• TASK BRIEF: Set down, please, exactly the lines below that run from the line with "Target: linear fireplace" to the line with "Target: brown leather armchair", both lines included.
--
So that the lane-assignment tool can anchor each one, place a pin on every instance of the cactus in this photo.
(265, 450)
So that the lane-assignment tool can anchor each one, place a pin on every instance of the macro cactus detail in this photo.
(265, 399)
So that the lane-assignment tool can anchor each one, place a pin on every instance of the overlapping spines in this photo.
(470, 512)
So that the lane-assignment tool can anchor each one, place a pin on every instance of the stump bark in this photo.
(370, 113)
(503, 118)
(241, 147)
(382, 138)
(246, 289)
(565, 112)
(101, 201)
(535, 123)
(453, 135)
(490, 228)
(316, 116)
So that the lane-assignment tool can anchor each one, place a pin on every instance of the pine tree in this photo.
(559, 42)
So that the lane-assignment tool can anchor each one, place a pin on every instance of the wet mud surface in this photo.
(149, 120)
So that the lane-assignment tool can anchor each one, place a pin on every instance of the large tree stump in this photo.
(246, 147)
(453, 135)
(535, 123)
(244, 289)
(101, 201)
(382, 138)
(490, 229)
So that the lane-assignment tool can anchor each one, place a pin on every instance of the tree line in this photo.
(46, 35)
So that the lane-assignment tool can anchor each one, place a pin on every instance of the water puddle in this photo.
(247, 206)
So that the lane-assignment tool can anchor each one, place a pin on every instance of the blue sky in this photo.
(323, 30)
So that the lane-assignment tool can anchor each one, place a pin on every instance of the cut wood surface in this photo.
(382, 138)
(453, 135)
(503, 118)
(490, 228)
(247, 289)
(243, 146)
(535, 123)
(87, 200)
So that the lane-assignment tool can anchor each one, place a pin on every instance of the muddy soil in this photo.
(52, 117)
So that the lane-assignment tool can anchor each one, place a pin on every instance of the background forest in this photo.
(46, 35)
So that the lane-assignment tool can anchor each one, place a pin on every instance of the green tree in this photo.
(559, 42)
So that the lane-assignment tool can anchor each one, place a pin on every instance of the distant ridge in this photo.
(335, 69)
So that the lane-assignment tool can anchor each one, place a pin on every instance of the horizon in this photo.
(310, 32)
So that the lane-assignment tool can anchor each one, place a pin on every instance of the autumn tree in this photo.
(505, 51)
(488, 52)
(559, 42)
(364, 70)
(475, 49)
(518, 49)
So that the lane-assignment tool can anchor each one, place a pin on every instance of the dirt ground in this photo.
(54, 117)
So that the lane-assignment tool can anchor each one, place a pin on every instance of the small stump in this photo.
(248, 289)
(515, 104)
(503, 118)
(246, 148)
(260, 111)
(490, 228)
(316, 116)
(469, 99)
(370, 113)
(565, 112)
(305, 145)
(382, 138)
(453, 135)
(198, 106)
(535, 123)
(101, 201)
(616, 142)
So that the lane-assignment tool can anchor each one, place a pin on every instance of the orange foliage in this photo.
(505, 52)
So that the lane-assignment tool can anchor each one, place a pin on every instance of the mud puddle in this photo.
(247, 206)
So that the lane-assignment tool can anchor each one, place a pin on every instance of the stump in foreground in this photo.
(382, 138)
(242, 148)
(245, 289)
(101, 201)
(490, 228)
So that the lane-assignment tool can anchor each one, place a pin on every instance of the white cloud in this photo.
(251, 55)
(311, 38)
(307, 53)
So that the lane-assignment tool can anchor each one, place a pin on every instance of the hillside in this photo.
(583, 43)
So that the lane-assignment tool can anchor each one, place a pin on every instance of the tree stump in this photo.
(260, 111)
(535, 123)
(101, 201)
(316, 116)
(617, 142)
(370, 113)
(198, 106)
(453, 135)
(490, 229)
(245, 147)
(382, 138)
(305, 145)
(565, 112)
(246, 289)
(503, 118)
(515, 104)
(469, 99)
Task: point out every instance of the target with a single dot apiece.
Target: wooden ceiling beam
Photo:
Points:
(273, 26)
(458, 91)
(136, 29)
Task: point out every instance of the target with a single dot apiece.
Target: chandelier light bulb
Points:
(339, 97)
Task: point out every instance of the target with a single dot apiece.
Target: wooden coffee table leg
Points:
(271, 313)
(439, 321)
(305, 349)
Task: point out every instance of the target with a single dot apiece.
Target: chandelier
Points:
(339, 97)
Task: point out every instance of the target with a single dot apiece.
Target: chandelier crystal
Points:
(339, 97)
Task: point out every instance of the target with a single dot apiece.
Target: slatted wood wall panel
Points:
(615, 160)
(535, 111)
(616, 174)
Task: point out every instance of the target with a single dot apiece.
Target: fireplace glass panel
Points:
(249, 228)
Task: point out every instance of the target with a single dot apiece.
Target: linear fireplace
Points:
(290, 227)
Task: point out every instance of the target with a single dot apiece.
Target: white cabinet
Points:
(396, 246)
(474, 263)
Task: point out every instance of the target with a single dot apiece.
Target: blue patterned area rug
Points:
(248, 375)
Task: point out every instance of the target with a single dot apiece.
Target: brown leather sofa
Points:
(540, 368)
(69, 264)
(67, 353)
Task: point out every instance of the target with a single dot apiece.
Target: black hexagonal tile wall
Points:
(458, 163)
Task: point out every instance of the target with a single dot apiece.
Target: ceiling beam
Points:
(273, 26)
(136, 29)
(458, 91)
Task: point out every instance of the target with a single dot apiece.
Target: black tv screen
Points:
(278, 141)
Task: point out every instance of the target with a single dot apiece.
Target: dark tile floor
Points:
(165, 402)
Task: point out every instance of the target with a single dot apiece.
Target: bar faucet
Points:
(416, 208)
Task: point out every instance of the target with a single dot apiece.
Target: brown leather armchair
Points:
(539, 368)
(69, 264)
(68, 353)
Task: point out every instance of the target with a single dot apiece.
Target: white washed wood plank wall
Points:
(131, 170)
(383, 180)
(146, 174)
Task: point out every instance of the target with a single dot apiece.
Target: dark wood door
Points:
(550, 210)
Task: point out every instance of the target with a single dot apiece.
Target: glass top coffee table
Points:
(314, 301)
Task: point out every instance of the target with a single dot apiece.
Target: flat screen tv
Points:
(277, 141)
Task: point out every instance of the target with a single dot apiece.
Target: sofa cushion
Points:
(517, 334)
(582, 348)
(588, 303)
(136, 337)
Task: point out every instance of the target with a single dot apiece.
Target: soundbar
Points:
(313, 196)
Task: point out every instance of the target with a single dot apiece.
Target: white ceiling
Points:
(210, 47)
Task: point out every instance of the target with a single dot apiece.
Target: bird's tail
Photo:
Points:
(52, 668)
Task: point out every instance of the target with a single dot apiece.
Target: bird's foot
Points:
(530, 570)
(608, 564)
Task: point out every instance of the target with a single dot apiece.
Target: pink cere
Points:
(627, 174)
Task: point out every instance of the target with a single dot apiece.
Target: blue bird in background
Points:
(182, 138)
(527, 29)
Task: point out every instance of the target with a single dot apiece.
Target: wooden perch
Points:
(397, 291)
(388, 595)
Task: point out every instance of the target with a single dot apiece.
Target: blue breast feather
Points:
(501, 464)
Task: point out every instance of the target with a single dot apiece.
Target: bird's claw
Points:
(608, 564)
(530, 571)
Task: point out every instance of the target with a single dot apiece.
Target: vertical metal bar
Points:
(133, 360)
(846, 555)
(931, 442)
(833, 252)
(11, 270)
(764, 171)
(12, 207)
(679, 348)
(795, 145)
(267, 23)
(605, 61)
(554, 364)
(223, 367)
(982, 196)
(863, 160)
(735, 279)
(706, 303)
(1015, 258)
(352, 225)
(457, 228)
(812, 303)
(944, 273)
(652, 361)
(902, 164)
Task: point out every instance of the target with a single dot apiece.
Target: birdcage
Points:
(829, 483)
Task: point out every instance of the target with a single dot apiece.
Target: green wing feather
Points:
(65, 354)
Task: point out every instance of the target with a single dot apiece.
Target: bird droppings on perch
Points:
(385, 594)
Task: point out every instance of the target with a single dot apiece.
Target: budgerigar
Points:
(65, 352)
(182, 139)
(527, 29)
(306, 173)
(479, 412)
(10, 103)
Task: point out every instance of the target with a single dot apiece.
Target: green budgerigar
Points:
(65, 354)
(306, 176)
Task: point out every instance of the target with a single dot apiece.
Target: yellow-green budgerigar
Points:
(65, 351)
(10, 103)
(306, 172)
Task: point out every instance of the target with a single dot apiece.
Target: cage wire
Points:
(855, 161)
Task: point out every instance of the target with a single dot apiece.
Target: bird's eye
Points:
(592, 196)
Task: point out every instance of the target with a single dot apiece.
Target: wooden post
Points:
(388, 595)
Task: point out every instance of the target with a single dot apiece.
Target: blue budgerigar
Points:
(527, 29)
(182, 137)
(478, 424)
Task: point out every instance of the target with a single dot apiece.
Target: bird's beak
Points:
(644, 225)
--
• ANSWER SPACE:
Target: linear fireplace
Points:
(290, 227)
Task: point out every instance of the target with a single dot apiece.
Target: white cabinet
Points:
(396, 246)
(474, 263)
Task: point out every instance of the target with a single dot apiece.
Target: blue patterned area rug
Points:
(248, 375)
Task: point out every instance of the target with a single dot apiece.
Target: brown leather sofa
Points:
(540, 368)
(69, 264)
(67, 353)
Task: point out every instance of the target with a single dot apiece.
Target: black hexagonal tile wall
Points:
(458, 163)
Task: point out every instance of the target with a single dot apiece.
Target: ceiling beam
Points:
(273, 26)
(136, 29)
(458, 91)
Task: point out every instance of the target with a single dot apiece.
Target: black tv screen
Points:
(278, 141)
Task: point out every instance of the target with a single dot apiece.
Target: dark tile floor
Points:
(165, 402)
Task: point out every instance of the target with a single dot apiece.
Target: bar faucet
Points:
(416, 208)
Task: point out every instance of the target with a single dot apiece.
Target: brown leather armchair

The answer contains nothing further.